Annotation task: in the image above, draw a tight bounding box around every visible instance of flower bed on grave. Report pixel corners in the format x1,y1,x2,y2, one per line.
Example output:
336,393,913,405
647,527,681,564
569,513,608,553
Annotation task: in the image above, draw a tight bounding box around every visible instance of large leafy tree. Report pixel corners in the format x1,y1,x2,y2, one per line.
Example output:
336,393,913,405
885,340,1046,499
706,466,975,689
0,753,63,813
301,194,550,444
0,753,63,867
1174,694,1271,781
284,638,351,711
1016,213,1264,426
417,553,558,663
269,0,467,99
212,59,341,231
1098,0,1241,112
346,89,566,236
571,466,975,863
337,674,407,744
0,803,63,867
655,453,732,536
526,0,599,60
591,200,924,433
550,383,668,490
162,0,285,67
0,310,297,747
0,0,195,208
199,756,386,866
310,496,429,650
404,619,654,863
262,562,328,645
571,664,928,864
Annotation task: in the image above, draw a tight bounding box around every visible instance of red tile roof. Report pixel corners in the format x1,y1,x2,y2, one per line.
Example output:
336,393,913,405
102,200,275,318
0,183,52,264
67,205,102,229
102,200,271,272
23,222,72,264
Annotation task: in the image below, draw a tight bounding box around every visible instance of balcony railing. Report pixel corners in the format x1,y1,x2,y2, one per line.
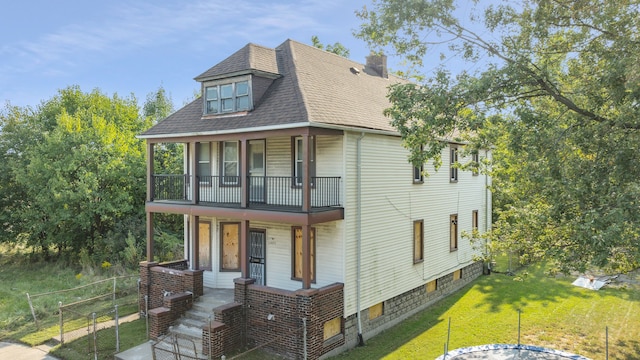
====
_GIVEN INSTRUCTION_: Write out all of the lines above again, multiplying every box corner coordinate in the answers by 0.8 and rounding to whole numbers (halves round up), while the sample numbers after "Example output:" stay as they are. Leave the pictures out.

_SOLVED EXERCISE_:
Annotation task: in the image above, draw a tight bounding box around every visible instance of flower bed on grave. Report pixel corners in the format x1,y1,x2,y2, one per line.
Example output:
336,393,913,405
518,422,545,451
455,410,486,442
Annotation task: in the image above, draw a tight bounding box around every visible instance of large leafy tree. Report pixel corners in the format x1,y1,x2,y2, one per line.
Example output:
336,393,913,405
708,272,837,399
565,373,780,551
0,602,50,650
241,155,440,355
0,602,50,694
939,555,1017,625
227,510,281,569
813,170,1011,341
334,442,446,530
215,0,374,79
170,47,273,185
878,0,993,90
277,71,453,189
457,373,780,690
270,539,326,595
0,642,50,694
524,362,586,429
421,0,479,48
473,160,739,346
440,306,534,392
130,0,228,54
0,248,238,598
0,0,156,166
159,605,309,693
248,397,343,520
323,495,523,690
210,450,262,516
457,531,742,691
Annotation task: in the image above, draw a tight bounding box around every visible instance of red tile roof. Report pixel corners in the format x1,y1,x2,y2, one per line.
Example output:
336,393,913,405
82,160,220,254
0,146,42,211
54,164,82,183
82,160,217,218
18,178,58,211
Annotation task: in the image below, draw a tight bounding box around every visible instance of balcony railing. Report pixel corners in the format x1,y1,x2,y2, one per line.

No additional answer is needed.